The full listing should be transcribed verbatim.

++++ PROVIDED MATERIAL ++++

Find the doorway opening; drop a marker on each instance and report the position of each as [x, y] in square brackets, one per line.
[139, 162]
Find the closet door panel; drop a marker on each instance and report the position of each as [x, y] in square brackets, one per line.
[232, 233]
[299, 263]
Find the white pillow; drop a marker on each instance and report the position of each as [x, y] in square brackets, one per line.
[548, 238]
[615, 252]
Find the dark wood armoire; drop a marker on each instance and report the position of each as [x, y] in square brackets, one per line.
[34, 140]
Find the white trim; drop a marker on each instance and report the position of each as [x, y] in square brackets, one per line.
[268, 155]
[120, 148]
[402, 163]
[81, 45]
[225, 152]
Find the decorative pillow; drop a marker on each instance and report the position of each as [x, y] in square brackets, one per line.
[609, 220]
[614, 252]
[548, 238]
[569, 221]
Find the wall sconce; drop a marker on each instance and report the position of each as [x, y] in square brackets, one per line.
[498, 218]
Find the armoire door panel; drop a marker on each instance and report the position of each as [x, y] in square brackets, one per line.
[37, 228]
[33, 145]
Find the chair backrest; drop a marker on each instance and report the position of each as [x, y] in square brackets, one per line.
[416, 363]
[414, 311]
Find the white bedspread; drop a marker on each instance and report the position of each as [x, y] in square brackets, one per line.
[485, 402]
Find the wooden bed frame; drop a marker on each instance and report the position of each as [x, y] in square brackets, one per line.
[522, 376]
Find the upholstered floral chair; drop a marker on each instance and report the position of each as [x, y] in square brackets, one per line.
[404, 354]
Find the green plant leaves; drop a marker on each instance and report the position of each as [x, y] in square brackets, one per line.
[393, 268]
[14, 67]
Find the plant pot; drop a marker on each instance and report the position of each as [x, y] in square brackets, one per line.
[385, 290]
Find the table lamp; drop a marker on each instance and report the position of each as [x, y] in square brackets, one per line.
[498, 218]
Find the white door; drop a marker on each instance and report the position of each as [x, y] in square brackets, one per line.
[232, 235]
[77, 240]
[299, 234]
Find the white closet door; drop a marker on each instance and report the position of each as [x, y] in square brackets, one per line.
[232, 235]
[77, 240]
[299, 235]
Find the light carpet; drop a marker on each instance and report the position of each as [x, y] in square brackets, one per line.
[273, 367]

++++

SOLVED EXERCISE:
Find the doorway opening; drop a marker on each instance and report the position of each as [x, y] in square brackets, one per line.
[139, 162]
Find the closet door panel; drop a marker on each instance and report the position of each as [x, y] in square brackets, one per line.
[232, 233]
[299, 263]
Find the white pillow; drop a marker on each instance and report the position of each as [x, y] in square brackets, one per line.
[548, 238]
[615, 252]
Find the dark wood armoire; drop a marker on each instance and report the position of each as [x, y] in square brackets, one per line.
[34, 140]
Find the white trim; drop a marker on each instance and report the position of each as [x, y] in square brackets, one per line.
[268, 155]
[120, 148]
[402, 163]
[81, 45]
[225, 152]
Find the decorative pillow; drop a marker on each instance and report the position of each as [x, y] in square brackets, one per line.
[609, 220]
[614, 252]
[548, 238]
[569, 221]
Find the wall sconce; drop a marker on each instance and report the position of each as [x, y] in square brackets, one per line.
[498, 218]
Find the armoire door panel; drop a marker on each instance and report the position of each as [x, y] in square brackets, one per line.
[37, 228]
[33, 145]
Find the chair backrest; drop a marker on each instance and report the position of each as [x, y] in square brackets, one per line.
[416, 363]
[414, 311]
Find the white bedspread; drop a marker on each instance and report the position of each as [x, y] in square brackets, one per line.
[485, 402]
Find the wooden bed frame; drop a marker on each instance and report the position of each as [x, y] in square brackets, one per line.
[522, 376]
Find the upholstered floral chair; drop a marker on each instance and report the position of each as [x, y] in square brackets, one per line.
[404, 354]
Find the green plant leaves; drop a marker on each instance and report the position of each as [x, y] in square brackets, one per line.
[393, 268]
[14, 67]
Find the plant pot; drop a marker on each instance and report the position of each as [x, y] in square brackets, one per line.
[385, 290]
Find the table lamp; drop a marker on each instance and report the position of each as [x, y] in square brackets, one per line.
[498, 218]
Find the white door; drop a marker on each instance and report the position of each as [x, y] in square brackets, one per line.
[232, 235]
[77, 240]
[299, 234]
Find the white closet door; drop a marker on each instance and report the position of each as [x, y] in square brackets, one per line.
[232, 235]
[77, 240]
[299, 235]
Find the light carpet; drop a marker on each instance and report the position of each as [x, y] in square brackets, one per line.
[273, 367]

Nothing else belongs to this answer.